--- begin ---

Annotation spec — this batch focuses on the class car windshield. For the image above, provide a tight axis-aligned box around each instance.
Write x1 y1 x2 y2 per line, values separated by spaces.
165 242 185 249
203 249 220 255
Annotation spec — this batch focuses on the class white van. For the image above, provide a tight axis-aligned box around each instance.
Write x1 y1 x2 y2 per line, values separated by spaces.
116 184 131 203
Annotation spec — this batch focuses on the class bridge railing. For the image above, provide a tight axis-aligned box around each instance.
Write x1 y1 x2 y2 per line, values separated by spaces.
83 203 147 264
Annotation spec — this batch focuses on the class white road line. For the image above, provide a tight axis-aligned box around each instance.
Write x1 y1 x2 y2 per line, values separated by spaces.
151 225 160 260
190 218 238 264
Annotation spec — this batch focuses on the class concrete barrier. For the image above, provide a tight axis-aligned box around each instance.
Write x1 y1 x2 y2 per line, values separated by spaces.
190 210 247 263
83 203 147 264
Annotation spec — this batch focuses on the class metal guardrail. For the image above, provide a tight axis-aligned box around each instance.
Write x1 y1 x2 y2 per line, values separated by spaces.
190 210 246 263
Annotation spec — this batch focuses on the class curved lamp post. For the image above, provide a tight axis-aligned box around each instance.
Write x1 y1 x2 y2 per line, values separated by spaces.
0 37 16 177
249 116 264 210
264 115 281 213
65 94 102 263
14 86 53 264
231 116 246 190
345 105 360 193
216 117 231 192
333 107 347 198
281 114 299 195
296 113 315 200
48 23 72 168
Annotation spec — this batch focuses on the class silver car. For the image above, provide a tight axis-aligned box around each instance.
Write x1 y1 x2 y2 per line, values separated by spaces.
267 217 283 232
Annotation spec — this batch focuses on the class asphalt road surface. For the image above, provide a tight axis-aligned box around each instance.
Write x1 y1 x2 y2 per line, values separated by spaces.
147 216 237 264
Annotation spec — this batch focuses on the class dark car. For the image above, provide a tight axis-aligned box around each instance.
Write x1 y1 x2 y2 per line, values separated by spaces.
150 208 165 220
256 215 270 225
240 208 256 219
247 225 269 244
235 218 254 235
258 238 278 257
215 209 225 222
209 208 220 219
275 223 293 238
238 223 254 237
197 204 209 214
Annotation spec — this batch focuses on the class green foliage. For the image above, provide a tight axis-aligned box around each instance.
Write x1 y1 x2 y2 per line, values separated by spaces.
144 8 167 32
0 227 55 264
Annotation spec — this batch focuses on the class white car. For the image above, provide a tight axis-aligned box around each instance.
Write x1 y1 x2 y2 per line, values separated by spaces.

--- end ---

WHAT TO WORK ON: Copy all of the lines above, leaving every word, number, and space unchanged.

ANSWER TO THE PROBLEM:
Annotation spec — this batch focuses on the class car windshield. For the image above, provide a tight axis-aligned box around each instance.
Write x1 y1 x2 y2 per line, values separated by spaces.
165 242 185 249
203 249 220 255
Annotation spec — this batch focuses on the class white van. For the image above, provide a tight axis-aligned box around each instance.
Write x1 y1 x2 y2 per line, values separated by spaces.
116 184 131 203
Annotation spec — this batch focuses on the class bridge railing. For the image above, provide a tight axis-aligned box around each instance.
Write x1 y1 x2 y2 per line, values separated by spaces.
83 203 147 264
Annotation spec — this batch focuses on the class white road line. For the image above, provide a tight axis-aligned box around each instance.
Write x1 y1 x2 y2 per line, values separated by spaces.
151 225 160 260
190 218 238 264
Annotation spec — this batch focuses on the class concrete barrier. For the image above, provide a tight axis-aligned box around each instance.
Write x1 y1 x2 y2 per line, values separated by spaces.
190 210 247 263
83 203 147 264
Annotation spec — this batch focuses on the class metal guardrail. For the image above, provide a tight axis-aligned box around each instance.
Write x1 y1 x2 y2 per line, values separated by spaces.
190 210 246 263
Annotation spec — this batch focuses on the class curved lamp post. For the image above, provide a tight axis-aligned box around each instance.
Write x1 y1 x2 y2 per line, values separated by spaces.
0 37 16 177
249 116 264 210
264 115 281 213
65 94 102 263
14 86 53 264
231 116 246 190
345 105 360 193
216 117 231 192
333 107 347 198
281 114 299 195
296 113 315 200
48 23 72 168
Annotation spec — this batch focuses on the class silver car. For the image above, provide a tight axis-aligned box around each instance.
Write x1 y1 x2 y2 per line, values separated by spaces.
267 217 283 232
Annotation spec — this batch focuses on the class asphalt road surface. For the image above, provide a tight axis-aligned box around each instance.
Write x1 y1 x2 y2 per line, values separated by spaces.
147 216 237 264
Annotation spec — this batch focuses on the class dark car. For the image above, provide a tight axis-aligned box around each instance.
Write x1 y1 x2 y2 per line, values separated by spaces.
150 208 165 220
256 215 270 225
240 208 256 219
247 225 269 244
235 218 254 235
258 238 278 257
215 209 225 222
209 208 220 219
275 223 293 238
238 223 254 237
197 204 209 214
Annotation spec — this batch focuses on the class green foliage. For the image above, provide a tight axis-aligned box around each instance.
Write x1 y1 x2 y2 per line, values separated by spaces.
144 8 167 32
0 227 55 264
Annotation spec — this batch focuses on the class white car. For the image above, provide a tight axis-aligned box around each instance.
Write x1 y1 x2 y2 per line, values separated by spaces.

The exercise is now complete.